*Required work*: Your response should contain each line of the data that includes "Coordinates".

*Listed records*:
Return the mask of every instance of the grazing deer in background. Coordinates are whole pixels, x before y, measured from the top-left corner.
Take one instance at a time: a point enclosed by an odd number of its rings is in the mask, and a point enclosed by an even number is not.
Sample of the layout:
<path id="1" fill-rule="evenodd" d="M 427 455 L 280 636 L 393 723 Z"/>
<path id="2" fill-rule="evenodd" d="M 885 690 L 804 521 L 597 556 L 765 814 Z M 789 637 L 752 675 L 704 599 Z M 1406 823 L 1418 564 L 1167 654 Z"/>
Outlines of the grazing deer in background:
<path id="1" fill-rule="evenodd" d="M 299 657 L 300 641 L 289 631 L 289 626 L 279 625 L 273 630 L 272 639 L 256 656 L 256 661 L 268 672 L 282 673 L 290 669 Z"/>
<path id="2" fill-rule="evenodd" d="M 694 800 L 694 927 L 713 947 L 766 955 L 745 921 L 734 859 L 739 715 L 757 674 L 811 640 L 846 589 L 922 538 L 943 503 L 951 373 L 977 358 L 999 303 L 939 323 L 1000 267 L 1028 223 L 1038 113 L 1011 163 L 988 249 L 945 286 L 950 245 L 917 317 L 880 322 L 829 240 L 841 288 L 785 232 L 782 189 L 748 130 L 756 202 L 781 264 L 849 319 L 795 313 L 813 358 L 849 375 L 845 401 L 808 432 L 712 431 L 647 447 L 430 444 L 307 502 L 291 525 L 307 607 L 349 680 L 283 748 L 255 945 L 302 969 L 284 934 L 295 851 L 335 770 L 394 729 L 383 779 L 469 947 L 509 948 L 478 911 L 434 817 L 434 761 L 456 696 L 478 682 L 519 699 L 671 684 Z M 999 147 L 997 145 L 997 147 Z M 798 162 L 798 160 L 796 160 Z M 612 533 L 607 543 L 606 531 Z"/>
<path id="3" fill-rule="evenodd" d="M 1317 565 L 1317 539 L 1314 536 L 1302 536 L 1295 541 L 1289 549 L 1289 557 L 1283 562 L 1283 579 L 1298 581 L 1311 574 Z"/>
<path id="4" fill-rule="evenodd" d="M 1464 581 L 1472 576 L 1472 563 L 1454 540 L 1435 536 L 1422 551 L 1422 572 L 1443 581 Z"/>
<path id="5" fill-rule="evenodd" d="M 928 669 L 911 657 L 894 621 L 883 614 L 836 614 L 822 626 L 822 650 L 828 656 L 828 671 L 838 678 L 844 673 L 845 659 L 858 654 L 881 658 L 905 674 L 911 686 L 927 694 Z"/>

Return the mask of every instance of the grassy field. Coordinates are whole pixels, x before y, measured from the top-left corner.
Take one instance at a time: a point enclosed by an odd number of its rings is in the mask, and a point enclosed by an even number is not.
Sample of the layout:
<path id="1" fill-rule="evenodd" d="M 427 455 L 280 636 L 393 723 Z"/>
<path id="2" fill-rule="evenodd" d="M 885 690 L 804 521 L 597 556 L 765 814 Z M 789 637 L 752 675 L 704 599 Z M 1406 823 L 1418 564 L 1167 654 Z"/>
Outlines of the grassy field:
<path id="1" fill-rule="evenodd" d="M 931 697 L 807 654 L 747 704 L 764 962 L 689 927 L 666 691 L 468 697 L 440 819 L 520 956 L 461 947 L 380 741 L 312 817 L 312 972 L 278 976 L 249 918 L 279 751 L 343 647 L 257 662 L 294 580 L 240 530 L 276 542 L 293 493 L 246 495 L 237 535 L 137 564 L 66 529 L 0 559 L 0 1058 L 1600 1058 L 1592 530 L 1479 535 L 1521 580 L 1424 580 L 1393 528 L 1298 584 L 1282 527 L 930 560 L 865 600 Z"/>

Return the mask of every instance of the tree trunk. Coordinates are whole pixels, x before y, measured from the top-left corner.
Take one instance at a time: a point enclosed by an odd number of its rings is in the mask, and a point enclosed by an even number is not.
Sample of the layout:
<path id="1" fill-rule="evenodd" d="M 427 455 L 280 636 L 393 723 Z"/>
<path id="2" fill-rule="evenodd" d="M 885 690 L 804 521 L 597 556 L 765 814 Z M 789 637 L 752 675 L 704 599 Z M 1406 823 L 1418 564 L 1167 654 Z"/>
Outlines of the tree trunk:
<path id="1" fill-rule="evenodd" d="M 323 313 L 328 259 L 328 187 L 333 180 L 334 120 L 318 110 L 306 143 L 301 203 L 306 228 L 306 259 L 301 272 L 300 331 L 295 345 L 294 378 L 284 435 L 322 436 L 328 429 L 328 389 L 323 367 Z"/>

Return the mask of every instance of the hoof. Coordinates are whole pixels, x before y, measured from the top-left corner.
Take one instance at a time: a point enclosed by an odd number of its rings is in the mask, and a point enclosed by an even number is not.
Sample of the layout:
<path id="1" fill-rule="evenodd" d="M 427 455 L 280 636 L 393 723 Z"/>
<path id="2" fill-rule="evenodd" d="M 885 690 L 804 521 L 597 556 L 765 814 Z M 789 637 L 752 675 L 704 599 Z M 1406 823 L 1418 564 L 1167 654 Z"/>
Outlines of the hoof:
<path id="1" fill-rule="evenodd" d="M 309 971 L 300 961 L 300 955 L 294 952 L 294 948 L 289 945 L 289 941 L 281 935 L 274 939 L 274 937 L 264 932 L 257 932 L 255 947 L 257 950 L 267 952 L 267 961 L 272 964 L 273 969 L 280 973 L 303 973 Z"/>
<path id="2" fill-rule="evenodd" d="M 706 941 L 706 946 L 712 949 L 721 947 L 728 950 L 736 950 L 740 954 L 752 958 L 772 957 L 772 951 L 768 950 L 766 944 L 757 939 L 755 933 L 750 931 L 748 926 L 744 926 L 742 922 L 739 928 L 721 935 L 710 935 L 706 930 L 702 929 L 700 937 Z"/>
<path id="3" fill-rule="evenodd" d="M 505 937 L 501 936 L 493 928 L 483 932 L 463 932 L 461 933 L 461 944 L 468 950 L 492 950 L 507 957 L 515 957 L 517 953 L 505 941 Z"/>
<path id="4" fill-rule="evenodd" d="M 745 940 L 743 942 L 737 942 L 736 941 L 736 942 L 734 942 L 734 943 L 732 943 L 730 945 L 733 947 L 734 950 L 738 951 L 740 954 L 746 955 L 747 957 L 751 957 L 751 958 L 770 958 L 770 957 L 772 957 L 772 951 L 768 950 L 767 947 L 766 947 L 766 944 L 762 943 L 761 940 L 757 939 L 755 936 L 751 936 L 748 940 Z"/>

*Response to this task*:
Return the mask of every instance of the grazing deer in background. Coordinates are whole pixels, x before y, measured from the top-left corner.
Return the mask of every instance of the grassy field. Coordinates are whole pixels, x before y, measured from the top-left corner.
Return the mask of every instance of the tree trunk. Coordinates are whole pixels, x before y, measured from the top-left corner.
Return the mask of every instance of the hoof. Coordinates are whole pixels, x before y, measured from the top-left corner.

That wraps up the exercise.